### [EXERCISE PASSAGE]
Although there's some highlights after the beginning including one of the most sexually charged chess matches I've ever seen, the film's second half wastes the obvious chemistry between the two leads by meandering around almost as if they ran out of ideas.

Cool and savvy can get you only so far in life, kid.

38. Wuthering Heights (1939)

Between this and the Jane Eyre I saw the year before, I think I can tell the difference between the two books now.

While both deal with ghosts, this one features Heathcliff (Laurence Olivier) planning revenge first against his stepbrother for being cruel to him. And then later on, a family whose wealth lured his stepsister away from him to fall in love with Edgar (David Niven).

Although the romance elements lead to some unanswered, potentially awkward questions, the film works best as a cautionary tale about putting your heart and soul into revenge schemes that drain the love out of you and the things you love. It appears to be a truncated adaptation of a novel that might work best in mini-series form.

It's only the 4th or 5th best film that was a nominee for Best Picture that I've seen for 1939, by the way.

37. Jab We Met (2007)

If you can survive a surprising number of jokes kinda, sorta making light of rape (basically, the girl knows karate and won't let herself become a victim even though the guy insists he isn't interested in that sort of thing), then this could be a Bollywood film you could get into.

Basically a screwball comedy about a burned out businessman (Shahid Kapoor) and a high spirited girl (Kareena Kapoor, no relation) interested in eloping with her lover who gets him caught up in her dilemmas. It's one of those cases where they're good for each other, although it takes most of the film for them to see it. The two share a good chemistry with each other (they were dating at the time, although they broke up shortly before filming wrapped) and the film's breezy tone makes it easy to sit through.

The length of the hug might be a bit scandalous to Bollywood purists, but with each film I see from them, the more I find I like of this particular genre.

### [TASKS TO PERFORM]
1 – Copy out the film countdown from "Although the romance" up to and including "We Met (2007)", word for word.
2 – Please continue the film countdown from its final sentence onward.
The lines after this point come from a separate source, not from the film countdown.

### [SOURCE MATERIAL]
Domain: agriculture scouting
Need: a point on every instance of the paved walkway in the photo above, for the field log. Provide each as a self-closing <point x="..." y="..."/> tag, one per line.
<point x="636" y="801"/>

### [EXERCISE RESULTS]
1 –
Although the romance elements lead to some unanswered, potentially awkward questions, the film works best as a cautionary tale about putting your heart and soul into revenge schemes that drain the love out of you and the things you love. It appears to be a truncated adaptation of a novel that might work best in mini-series form.

It's only the 4th or 5th best film that was a nominee for Best Picture that I've seen for 1939, by the way.

37. Jab We Met (2007)

2 –
36. Kung Fu Panda 3 (2016)

Po finds his first day of teaching kung fu disastrous after being tasked with replacing Master Shifu who has retired. But things look up for him when he meets his long-lost father who promises to introduce him to others of his kind. Perhaps, it comes in handy when a new supernatural villain seeks all the kung fu so he can grow big and powerful and nobody WILL FORGET WHO HE IS EVER AGAIN!

The film has some good lessons about embracing your strengths and accepting the past and present while continuing to blend heart and humor. The scenes at the spirit realm are a real highlight.

Although they spend too much time at the panda village and not enough with the Furious 5, this is still a solid step above the normal animated blockbusters out there.

As for that score, how many times did they hear I'm So Sorry from Imagine Dragons before composing this?

35. A Farewell to Arms (1932)

The last film I saw in 2022 was fine enough.

The romance between a British nurse (Helen Hayes) and an American soldier (Gary Cooper) stays largely intact even though their story's turns to melodrama might have gotten Ernest Hemingway sick from all the grave-spinning. Some solid support from the soldier's buddy Captain Rinaldi (Adolphe Menjou) helps as do some solid montages from director Frank Borzage and strong chemistry from the lead actors.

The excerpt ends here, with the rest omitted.